Parts of the exercise
#1 Please list every kind of court remedy that the Wrotham Park summary below names.
#2 Carry the Wrotham Park summary below forward, picking up after its final sentence.

Page
— Start —
Wrotham Park Estate Co Ltd v Parkside Homes Ltd [1974] 1 WLR 798 () is an English land law and English contract law case, concerning the measure and availability of damages for breach of negative covenant in circumstances where the court has confirmed a covenant is legally enforceable and refused as it may find, as unconscionable, to issue an order for specific performance or an injunction.

Such a remedy, which had precedent before the judgment, has since become firmly known as Wrotham Park damages, which are awarded (in lieu of specific performance or an injunction) under the jurisdiction created (powers vested in the court) by s. 2 of the Chancery Amendment Act 1858 (also known as Lord Cairns' Act). Such damages centre on the hypothetical negotiated value for a release of the covenant and which so in turn may look to a share of the profits from the business venture enabled by the breach; the court decided 5% of profits should be made payable.
— End —
Records supplied
— Start —
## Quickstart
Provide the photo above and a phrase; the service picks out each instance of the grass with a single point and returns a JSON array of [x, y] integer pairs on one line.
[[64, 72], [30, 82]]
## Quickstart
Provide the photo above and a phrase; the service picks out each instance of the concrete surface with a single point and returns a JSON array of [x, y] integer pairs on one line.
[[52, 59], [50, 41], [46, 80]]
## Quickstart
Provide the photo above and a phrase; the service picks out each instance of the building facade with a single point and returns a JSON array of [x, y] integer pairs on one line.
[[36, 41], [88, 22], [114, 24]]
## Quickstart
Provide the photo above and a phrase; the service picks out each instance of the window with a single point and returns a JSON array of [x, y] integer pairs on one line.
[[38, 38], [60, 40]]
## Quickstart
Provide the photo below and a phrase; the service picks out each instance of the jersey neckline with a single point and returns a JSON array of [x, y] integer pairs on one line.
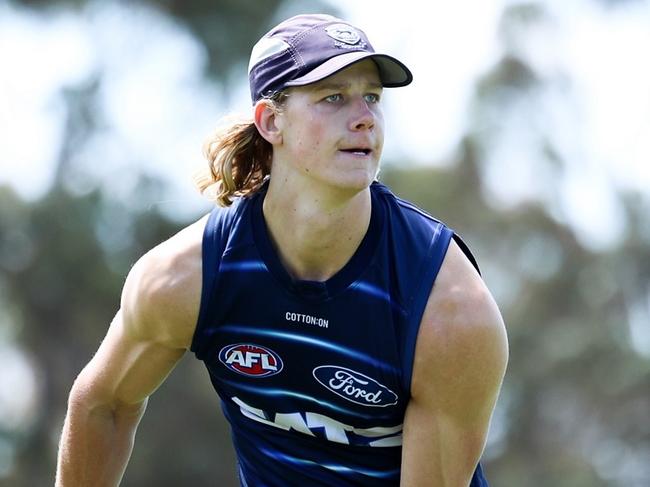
— End —
Results of the exercise
#1
- Damages (Wrotham Park damages)
- An order for specific performance
- An injunction

#2
Facts

Wrotham Park is an estate for generations owned and lived in by gentry and then nobility including the Earl of Strafford. Outlying portions have been sold off for development, subject to some lay-out restrictions. Potters Bar Urban District Council came to own one desolate triangle of land. They offered it for sale by public auction as freehold building land for 14 houses. Parkside bought the land and built the houses, despite warnings from Wrotham Park Estate's owners that Parkside were violating the lay-out restrictions. When the houses were built, the owners of the Estate brought a claim against Parkside for breach of the restrictive covenant.

Judgment
Brightman J (as he then was) awarded damages of £2,500 as a substitute for an injunction. The damages were measured as the amount that might reasonably have been demanded by the plaintiff as payment for relaxing the covenant, being 5% of the developer's anticipated profit. He refused to make an order to demolish the houses built, preferring to award damages under Lord Cairns' Act, saying:

Impact
The jurisdiction for Wrotham Park damages has been expanded and clarified in subsequent cases, and was summarized by the Judicial Committee of the Privy Council in 2009:

Damages awarded are intended to compensate the claimant for the court's decision not to grant relief in the form of an order for specific performance or an injunction.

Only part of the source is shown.